▶ **WHAT YOU SHOULD DO**
Copy the records below exactly. Include all of them.

[Source data]
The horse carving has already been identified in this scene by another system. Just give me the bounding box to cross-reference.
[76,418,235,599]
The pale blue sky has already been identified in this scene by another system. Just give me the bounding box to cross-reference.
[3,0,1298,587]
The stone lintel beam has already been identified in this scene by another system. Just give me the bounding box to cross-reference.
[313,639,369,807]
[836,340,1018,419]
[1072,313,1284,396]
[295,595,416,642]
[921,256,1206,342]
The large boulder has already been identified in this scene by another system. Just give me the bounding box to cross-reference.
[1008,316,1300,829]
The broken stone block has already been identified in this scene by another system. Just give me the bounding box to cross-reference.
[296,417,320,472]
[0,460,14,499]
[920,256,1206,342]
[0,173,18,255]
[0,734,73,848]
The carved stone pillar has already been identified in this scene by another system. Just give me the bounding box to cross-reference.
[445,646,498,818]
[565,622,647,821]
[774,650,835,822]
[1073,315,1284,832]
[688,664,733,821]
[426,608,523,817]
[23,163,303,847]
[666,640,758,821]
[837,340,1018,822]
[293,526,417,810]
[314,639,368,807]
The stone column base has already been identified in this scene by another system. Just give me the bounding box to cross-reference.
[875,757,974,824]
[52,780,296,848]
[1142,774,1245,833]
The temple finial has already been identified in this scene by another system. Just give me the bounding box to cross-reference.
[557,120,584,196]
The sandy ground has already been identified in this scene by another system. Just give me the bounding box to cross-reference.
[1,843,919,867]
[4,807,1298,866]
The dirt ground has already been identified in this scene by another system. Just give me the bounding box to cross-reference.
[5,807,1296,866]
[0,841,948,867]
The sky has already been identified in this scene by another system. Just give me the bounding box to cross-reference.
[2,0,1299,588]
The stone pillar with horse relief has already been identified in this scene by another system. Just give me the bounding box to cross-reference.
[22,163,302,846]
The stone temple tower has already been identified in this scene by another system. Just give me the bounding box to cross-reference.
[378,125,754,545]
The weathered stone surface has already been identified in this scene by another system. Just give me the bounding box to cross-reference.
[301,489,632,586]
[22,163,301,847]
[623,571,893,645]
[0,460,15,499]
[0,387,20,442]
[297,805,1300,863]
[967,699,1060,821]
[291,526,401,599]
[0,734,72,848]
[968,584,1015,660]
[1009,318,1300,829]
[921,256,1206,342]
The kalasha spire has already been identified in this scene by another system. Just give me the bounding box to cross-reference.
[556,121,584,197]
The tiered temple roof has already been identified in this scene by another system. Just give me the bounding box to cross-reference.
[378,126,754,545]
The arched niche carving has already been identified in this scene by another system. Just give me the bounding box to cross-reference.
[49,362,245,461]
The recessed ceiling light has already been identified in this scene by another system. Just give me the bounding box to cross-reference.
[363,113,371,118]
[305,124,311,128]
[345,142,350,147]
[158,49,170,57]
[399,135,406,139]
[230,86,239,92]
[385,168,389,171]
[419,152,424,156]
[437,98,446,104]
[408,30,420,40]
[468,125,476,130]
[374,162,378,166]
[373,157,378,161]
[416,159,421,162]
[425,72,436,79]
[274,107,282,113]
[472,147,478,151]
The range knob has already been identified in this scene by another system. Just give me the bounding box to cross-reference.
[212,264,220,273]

▶ **ANSWER TO THIS PROBLEM**
The horse carving has already been identified in this scene by another system. Just give me the bounding box to cross-reference.
[76,418,235,599]
The pale blue sky has already been identified in this scene by another system. Just give me the bounding box to cross-reference.
[3,0,1298,587]
The stone lintel beam has already been identified in this scene by another system. Just give me the bounding box to cross-reference.
[313,639,369,807]
[836,340,1018,419]
[1072,313,1284,396]
[295,595,416,642]
[921,256,1206,342]
The large boulder has already been identified in this scene by another system. Just give me the bounding box to cross-reference.
[1008,316,1300,829]
The broken stone block has already been identified in this scene by another system. Just give me the bounding box to cross-reference.
[296,417,320,472]
[0,460,14,499]
[920,256,1206,342]
[0,173,18,255]
[0,734,73,848]
The carved stone pillar has already been identified in this scene by another system. Just give me the bounding box to cross-reference.
[445,646,498,818]
[565,622,647,821]
[774,650,835,822]
[1073,315,1284,832]
[688,664,733,821]
[426,608,523,817]
[23,163,303,847]
[666,640,758,821]
[837,340,1018,822]
[293,526,417,810]
[314,639,368,807]
The stone column base has already been identified in this scene by another system. Just give me the bounding box to cross-reference.
[875,757,974,824]
[52,780,296,848]
[1142,774,1245,833]
The temple finial has already been identified in this scene by another system. Just give me the bounding box to cross-reference.
[557,120,584,196]
The sandy ground has already been identified in this scene by another system. Just give me the bounding box to cross-reference.
[1,843,919,867]
[4,807,1298,866]
The dirt ground has already been identified in this scene by another system. Just give me the bounding box to cross-reference.
[5,807,1296,866]
[0,841,948,867]
The sky has already been identified in this scene by another system. Just give me the bounding box to cross-reference.
[2,0,1299,588]
The stone pillar with horse relief has already been identified in this scene by another system. Just give me the bounding box to cross-reference.
[22,163,302,846]
The stone temple tower has already been identified in this scene by another system. Just give me the bounding box to cross-reference.
[378,125,754,545]
The weathered stone surface has already been identified in this scene by another system. Just give me the bounding box to cross-reference.
[301,489,632,586]
[22,163,301,847]
[623,571,893,645]
[0,460,15,499]
[0,387,20,442]
[297,805,1300,863]
[967,699,1060,821]
[291,526,401,599]
[0,734,72,848]
[968,584,1015,660]
[1009,318,1300,829]
[921,256,1206,342]
The kalasha spire has already been identified in this scene by another system. Just give me the bounding box to cross-reference.
[556,121,584,197]
The tiered temple roof has already been identified in this scene by another system. Just give me the bounding box to cross-reference.
[378,126,754,545]
The arched niche carving has already been identified in this scene by another system. Just give me the bounding box to cross-reference.
[49,362,245,461]
The recessed ceiling light has already been identified in this scene by another system. Just give me the bounding box to cross-reference.
[363,113,371,118]
[305,124,311,128]
[345,142,350,147]
[158,49,170,57]
[399,135,406,139]
[230,86,239,92]
[385,168,389,171]
[419,152,424,156]
[437,98,446,104]
[408,30,420,40]
[468,125,476,130]
[374,162,378,166]
[373,157,378,161]
[416,159,421,162]
[425,72,436,79]
[274,107,282,113]
[472,147,478,151]
The range knob has already been identified in this scene by another system. Just give me the bounding box to cross-reference.
[212,264,220,273]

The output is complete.